Nearly Raw Raster Data
nrrd is a library for reading, writing, slicing, dicing,
projecting, permuting, shuffling, converting, quantizing,
histograming, resampling, and otherwise manipulating N-dimensional
raster data of any scalar type. The default file format is simple: human
readable ASCII header, followed by raw binary data; other formats
(such as ASCII data) are possible. Also, nrrd recognizes and
generates raw and ascii PNM images (PPM color and PGM grayscale).
Finally, reading data from existing non-nrrd files is
facilitated through the use of detached headers (header and data in
seperate files), and the ability to locate the start of data at an
arbitrary position in a file (so as to skip past another format's
ascii or binary header).
Most of the motivation for writing nrrd came from an
observation while doing my Master's thesis research: 99.9% of the
time, the data that I care about is raster data; whether it be a 3-D
scalar volume, a 3-D histogram volume, a 2-D image, a 2-D transfer
function, a 1-D histogram, etc. It would be silly to not have a
simple way of unifying these representations, for all dimensions, for
all the various C basic types, with all the mathematically sensible
ways of changing between dimensions, and with the ability to view the
data as a PNM image whenever possible. nrrd was
actually the first teem library written (started in
1998), air and biff grew out of it. Since then,
4-D nrrds have been for representing tensor fields, and 5-D nrrds for
time-varying vector fields.
Stark simplicity is the main principle of nrrd. The
goal of nrrd is not to introduce any layers
of abstraction between the programmer and the numerical data resident
in the computer's memory. Rather, the point is to create the thinnest
and most simplistic possible interface to the raw raster data itself.
For instance, it assumes that the programmer is comfortable with
thinking about arrays as being simultaneously multi-dimensional in
logical structure while strictly uni-dimensional in memory layout.
This comes fairly easily to people who have spent significant time
manipulating and processing data in "raw" form, or who, when faced
with getting data to and from a disk, think first fread() and
fwrite().
Essentially, nrrd is a toolbox for making the manipulation of
raw data more convenient for those programmers who are comfortable
thinking at that low level of representation, or for those procedures
or algorithms which logically operate at that level. While there are
a few parts of nrrd which smack of C++ templates,
nrrd is written in vanilla ANSI C. The basic unit of the
nrrd library is the Nrrd struct, which is little
more than a thin wrapper around a "void *" pointing to
the underlying raw array in memory. The wrapper holds information
such as the type, dimension, axis lengths and limits, and comments.
With time, the "thin" wrapper has gotten somewhat thicker, but I
believe that I've nearly converged on the feature set that
nrrd will support.

PROMPT » Please copy the nrrd text above word for word, starting at "Stark simplicity is" and ending at "raster data itself.".

GIVEN RECORDS »
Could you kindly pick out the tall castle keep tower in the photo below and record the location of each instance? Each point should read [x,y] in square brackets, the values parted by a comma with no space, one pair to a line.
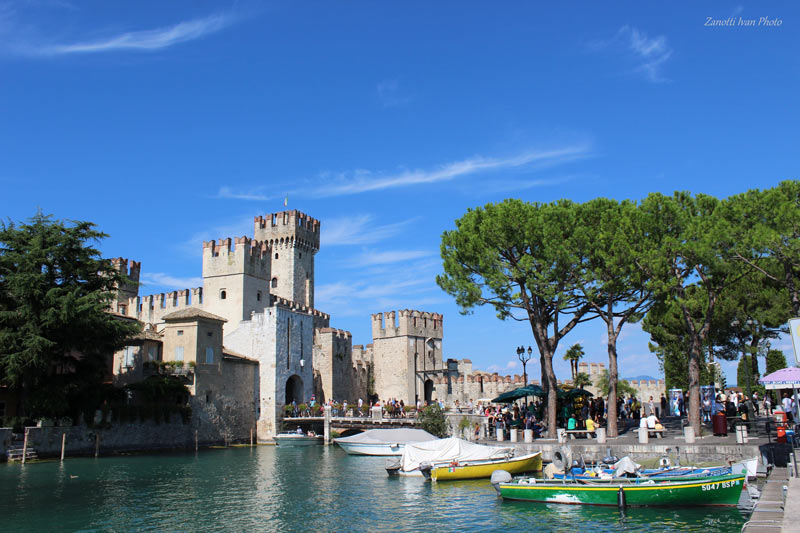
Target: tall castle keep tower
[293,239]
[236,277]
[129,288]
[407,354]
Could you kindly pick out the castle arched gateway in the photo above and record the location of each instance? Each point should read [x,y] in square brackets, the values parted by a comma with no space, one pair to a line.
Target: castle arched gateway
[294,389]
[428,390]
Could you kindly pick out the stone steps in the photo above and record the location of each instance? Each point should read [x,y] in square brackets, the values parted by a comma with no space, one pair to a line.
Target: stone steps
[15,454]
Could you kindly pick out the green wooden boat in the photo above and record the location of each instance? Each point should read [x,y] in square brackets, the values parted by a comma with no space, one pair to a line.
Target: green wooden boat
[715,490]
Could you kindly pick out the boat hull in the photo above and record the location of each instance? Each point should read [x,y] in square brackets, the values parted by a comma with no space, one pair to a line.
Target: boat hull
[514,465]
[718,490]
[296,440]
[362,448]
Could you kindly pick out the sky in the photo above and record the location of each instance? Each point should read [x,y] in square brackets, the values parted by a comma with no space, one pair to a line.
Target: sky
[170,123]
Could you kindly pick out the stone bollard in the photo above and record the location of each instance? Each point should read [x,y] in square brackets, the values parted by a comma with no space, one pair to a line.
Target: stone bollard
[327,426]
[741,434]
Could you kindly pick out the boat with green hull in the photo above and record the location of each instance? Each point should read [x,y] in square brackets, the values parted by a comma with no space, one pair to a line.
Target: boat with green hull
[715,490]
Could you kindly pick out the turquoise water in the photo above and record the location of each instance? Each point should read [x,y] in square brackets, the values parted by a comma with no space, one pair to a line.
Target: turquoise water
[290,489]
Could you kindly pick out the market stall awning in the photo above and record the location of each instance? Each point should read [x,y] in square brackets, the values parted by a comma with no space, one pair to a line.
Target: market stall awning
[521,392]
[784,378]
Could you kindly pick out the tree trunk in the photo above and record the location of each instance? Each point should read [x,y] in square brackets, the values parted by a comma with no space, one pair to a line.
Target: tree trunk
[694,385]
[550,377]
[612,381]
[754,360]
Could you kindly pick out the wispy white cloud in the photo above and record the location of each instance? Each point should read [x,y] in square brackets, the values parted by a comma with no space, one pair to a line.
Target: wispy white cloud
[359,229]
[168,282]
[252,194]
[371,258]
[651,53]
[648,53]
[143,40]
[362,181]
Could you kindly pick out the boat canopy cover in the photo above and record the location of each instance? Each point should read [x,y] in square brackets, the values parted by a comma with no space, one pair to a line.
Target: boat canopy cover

WRITTEN ANSWER »
Stark simplicity is the main principle of nrrd. The
goal of nrrd is not to introduce any layers
of abstraction between the programmer and the numerical data resident
in the computer's memory. Rather, the point is to create the thinnest
and most simplistic possible interface to the raw raster data itself.